=== Work to be completed ===
Lines containing the word "blue" in the data below: say how many, with no other text.

(Natural language region descriptions)
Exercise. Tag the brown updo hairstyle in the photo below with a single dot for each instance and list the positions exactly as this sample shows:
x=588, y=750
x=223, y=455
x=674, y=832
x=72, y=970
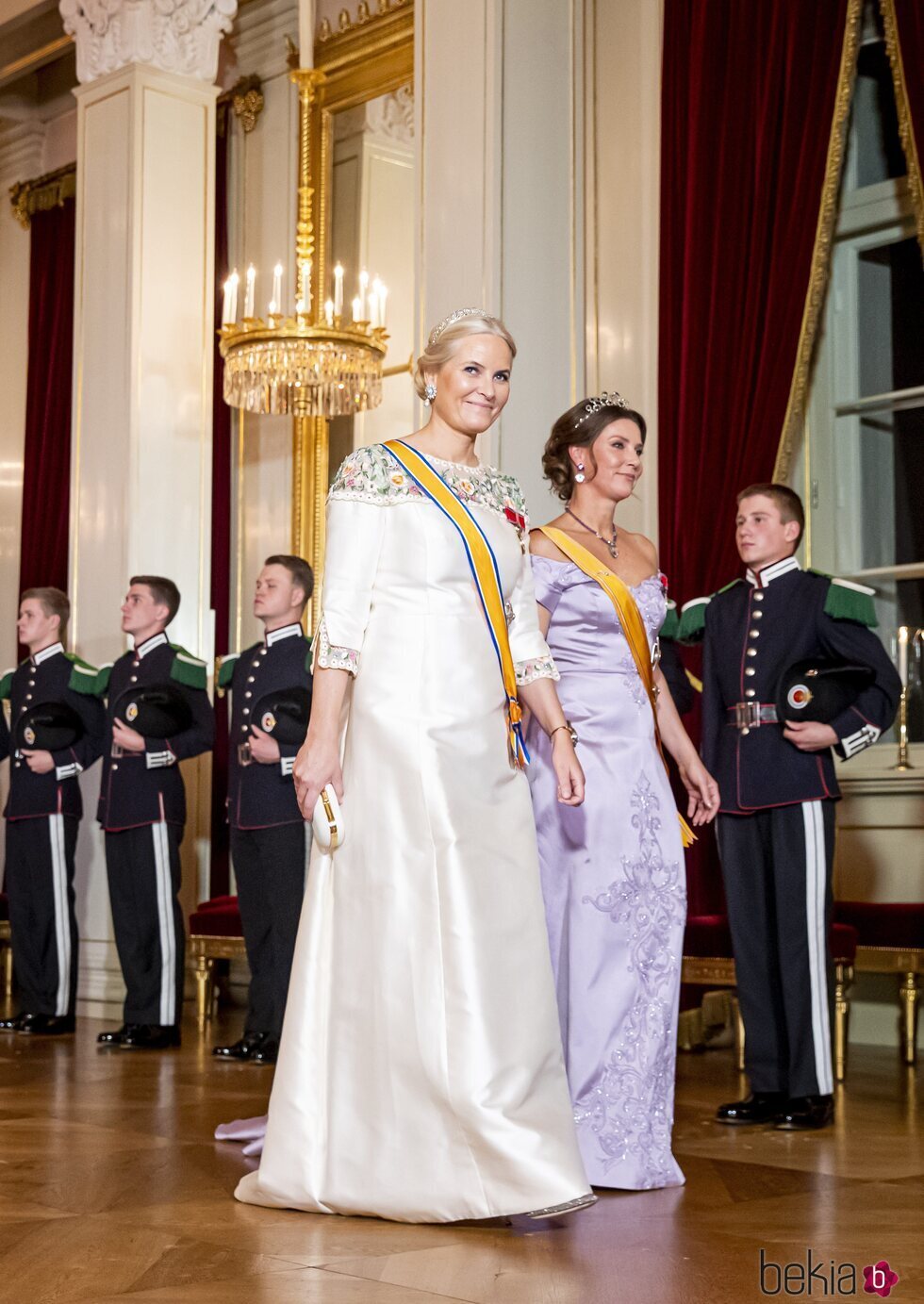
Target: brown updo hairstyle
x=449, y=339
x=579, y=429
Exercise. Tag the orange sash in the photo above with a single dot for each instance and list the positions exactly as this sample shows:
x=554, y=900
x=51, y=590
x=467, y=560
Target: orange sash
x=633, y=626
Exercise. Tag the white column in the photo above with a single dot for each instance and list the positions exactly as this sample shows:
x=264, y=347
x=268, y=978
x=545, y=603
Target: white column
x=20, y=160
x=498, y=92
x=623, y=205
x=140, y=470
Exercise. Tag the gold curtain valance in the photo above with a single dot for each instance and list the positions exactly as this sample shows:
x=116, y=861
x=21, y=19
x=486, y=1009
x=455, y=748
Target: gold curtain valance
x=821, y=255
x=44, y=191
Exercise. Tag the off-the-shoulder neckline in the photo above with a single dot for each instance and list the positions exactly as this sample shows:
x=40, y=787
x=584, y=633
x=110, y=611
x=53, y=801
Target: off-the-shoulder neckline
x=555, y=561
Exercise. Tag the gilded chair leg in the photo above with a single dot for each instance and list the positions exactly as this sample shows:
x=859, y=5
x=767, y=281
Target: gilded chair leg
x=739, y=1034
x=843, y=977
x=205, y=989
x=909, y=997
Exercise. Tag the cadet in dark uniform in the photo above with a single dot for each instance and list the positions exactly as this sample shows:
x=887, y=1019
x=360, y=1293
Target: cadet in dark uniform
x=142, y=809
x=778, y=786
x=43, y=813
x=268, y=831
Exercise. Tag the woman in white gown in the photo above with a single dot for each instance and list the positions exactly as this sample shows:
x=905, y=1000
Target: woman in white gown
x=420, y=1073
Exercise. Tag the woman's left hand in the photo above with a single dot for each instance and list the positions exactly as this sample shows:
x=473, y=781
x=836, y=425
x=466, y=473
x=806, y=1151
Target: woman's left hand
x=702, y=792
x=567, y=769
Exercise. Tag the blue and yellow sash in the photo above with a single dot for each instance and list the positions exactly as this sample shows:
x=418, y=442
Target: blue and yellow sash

---

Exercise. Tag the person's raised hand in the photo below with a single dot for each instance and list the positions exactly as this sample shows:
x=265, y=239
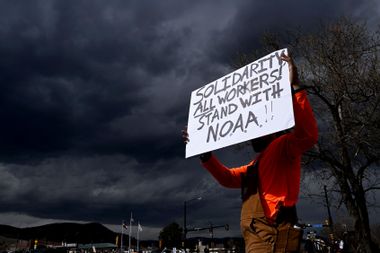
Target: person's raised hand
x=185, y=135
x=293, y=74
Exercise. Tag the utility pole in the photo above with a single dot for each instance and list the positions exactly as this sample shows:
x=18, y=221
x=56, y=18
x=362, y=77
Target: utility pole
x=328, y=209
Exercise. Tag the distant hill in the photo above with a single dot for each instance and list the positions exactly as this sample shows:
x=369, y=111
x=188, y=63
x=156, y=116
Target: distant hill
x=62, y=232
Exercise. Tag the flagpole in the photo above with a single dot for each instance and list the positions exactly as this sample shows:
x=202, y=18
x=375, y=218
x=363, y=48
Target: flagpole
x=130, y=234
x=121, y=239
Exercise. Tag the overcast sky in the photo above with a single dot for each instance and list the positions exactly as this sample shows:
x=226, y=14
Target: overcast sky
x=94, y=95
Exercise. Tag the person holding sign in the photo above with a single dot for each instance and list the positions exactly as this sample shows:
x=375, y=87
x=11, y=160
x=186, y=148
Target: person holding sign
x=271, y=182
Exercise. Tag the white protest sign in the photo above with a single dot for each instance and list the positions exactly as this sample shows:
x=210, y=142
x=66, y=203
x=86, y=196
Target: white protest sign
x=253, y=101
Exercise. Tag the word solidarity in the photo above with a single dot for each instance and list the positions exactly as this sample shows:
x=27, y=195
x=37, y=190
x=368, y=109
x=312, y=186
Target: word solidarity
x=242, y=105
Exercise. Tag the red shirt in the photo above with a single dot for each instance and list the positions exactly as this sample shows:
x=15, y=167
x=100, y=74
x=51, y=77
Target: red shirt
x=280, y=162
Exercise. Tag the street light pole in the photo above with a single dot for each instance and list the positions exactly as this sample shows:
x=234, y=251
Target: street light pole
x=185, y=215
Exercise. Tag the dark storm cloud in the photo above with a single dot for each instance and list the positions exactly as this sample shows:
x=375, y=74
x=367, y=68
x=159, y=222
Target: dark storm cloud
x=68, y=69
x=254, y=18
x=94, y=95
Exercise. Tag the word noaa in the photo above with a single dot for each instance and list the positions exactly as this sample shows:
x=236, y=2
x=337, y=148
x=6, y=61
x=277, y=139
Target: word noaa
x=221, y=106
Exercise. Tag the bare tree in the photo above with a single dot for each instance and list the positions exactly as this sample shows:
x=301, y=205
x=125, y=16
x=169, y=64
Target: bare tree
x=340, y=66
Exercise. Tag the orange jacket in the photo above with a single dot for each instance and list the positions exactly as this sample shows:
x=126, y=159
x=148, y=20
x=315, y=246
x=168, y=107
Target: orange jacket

=== Finished exercise ===
2